> _TEXT EXCERPT_:

____________________

Dr. Ye is devoted to multimedia standards development, hardware and software video codec implementations, as well as deep learning-based video research. Her research interests include advanced video coding, processing and streaming algorithms, real-time and immersive video communications, AR/VR/MR, and deep learning-based video coding, processing, and quality assessment algorithms.
Dr. Ye received her Ph.D. degree from the University of California, San Diego, in 2002, and her B.S. and M.S. degrees from the University of Science and Technology of China in 1994 and 1997, respectively.
Presented by: Ali C. Begen
HTTP adaptive streaming is a complex technology with dynamics that need to be studied thoroughly. The experience from the deployments in the last 10+ years suggests that streaming clients typically operate in an unfettered greedy mode and they are not necessarily designed to behave well in environments where other clients exist or network conditions can change dramatically. This largely stems from the fact that clients make only indirect observations at the application (HTTP) layer (and limitedly at the transport layer, if any at all).
Typically, there are three primary camps when it comes to scaling and improving streaming systems: (𝑖) servers control client’s behavior/actions and the network uses appropriate QoS, (𝑖𝑖) servers and clients cooperate with each other and/or the network, or (𝑖𝑖𝑖) clients stay in control and no cooperation with the servers or network is needed as long as there is enough capacity in the network (said differently, use dumb servers and network and throw more bandwidth at the problem). Intuitively, using hints should improve streaming since it helps the clients and servers take more appropriate actions. The improvement could be in terms of better viewer experience and supporting more viewers for the given amount of network resources, or the added capability to explicitly support controlled unfairness (as opposed to bitrate fairness) based on features such as content type, viewer profile and display characteristics.
In this tutorial, we will examine the progress made in this area over the last several years, primarily focusing on the MPEG’s Server and Network Assisted DASH (SAND) and CTA’s Common Media Client/Server Data standards. We will also describe possible application scenarios and present an open-source sample implementation for the attendees to explore this topic further in their own, practical environments.

____________________

> _STORED ROWS_:

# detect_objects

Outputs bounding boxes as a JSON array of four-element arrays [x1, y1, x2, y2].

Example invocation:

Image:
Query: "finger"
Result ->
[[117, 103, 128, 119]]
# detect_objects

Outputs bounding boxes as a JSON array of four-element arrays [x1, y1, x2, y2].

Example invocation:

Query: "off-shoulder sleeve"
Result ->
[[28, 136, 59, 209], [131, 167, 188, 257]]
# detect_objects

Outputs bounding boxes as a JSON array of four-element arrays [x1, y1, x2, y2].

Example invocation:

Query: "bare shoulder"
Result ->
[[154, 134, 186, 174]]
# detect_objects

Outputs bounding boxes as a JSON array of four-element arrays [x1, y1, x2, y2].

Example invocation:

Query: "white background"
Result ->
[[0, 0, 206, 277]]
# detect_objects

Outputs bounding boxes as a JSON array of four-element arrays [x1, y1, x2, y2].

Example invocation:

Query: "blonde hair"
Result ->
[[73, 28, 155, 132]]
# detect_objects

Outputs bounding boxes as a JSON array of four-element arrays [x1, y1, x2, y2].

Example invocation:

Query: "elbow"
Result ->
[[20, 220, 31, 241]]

____________________

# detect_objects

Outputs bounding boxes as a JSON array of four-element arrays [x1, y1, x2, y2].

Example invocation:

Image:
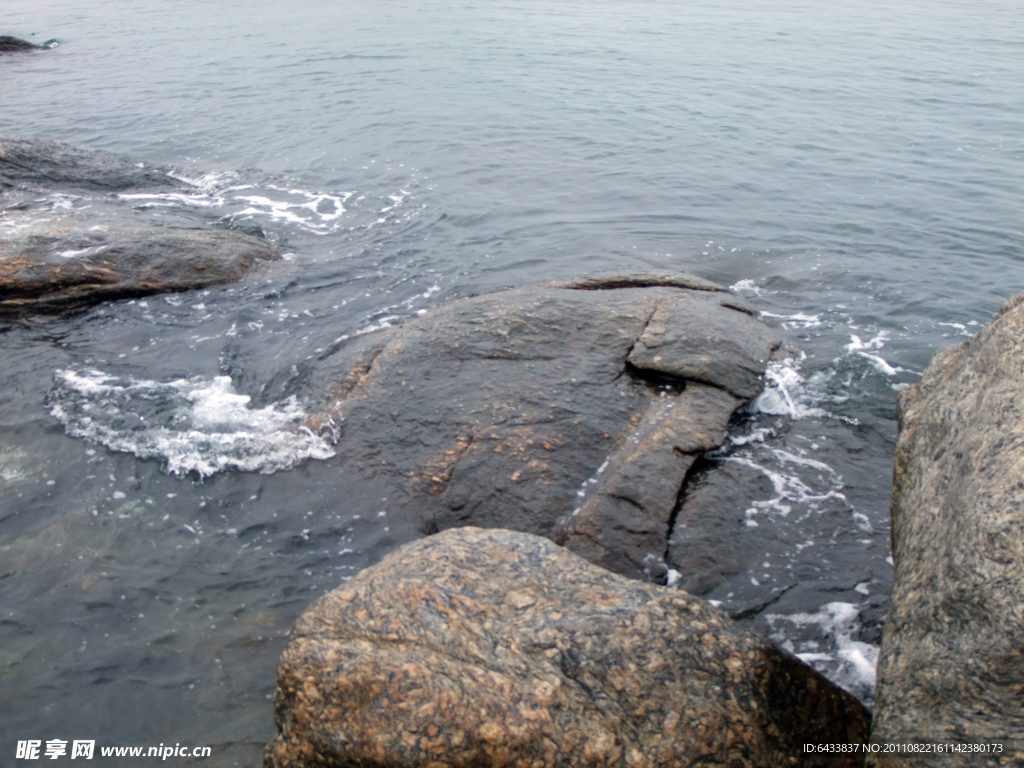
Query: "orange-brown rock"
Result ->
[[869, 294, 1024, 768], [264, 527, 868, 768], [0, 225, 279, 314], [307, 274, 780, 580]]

____________________

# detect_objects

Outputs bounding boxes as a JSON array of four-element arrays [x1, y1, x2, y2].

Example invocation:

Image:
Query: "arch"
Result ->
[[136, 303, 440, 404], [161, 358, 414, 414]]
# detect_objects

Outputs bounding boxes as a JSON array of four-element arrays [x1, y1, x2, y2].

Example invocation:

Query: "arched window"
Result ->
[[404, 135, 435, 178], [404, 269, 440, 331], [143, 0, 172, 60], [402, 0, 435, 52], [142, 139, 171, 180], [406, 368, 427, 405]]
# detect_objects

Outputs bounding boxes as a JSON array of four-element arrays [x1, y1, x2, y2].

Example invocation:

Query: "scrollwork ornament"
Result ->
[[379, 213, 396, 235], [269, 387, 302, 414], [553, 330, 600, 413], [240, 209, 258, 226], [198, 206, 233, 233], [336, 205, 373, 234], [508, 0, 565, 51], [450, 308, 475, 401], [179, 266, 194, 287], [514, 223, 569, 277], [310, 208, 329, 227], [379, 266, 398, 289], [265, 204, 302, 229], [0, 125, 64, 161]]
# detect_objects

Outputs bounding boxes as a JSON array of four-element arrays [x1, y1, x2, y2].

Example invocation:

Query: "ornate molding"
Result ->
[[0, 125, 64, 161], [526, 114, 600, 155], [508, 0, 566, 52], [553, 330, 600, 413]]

____________________

> _EXERCISE OBJECTIVE_: Reproduce the part of the streaming tutorial text starting with "Dr. Ye is devoted" and going on through "quality assessment algorithms.". Rely only on the streaming tutorial text to respond.

> _TASK SOLUTION_:
Dr. Ye is devoted to multimedia standards development, hardware and software video codec implementations, as well as deep learning-based video research. Her research interests include advanced video coding, processing and streaming algorithms, real-time and immersive video communications, AR/VR/MR, and deep learning-based video coding, processing, and quality assessment algorithms.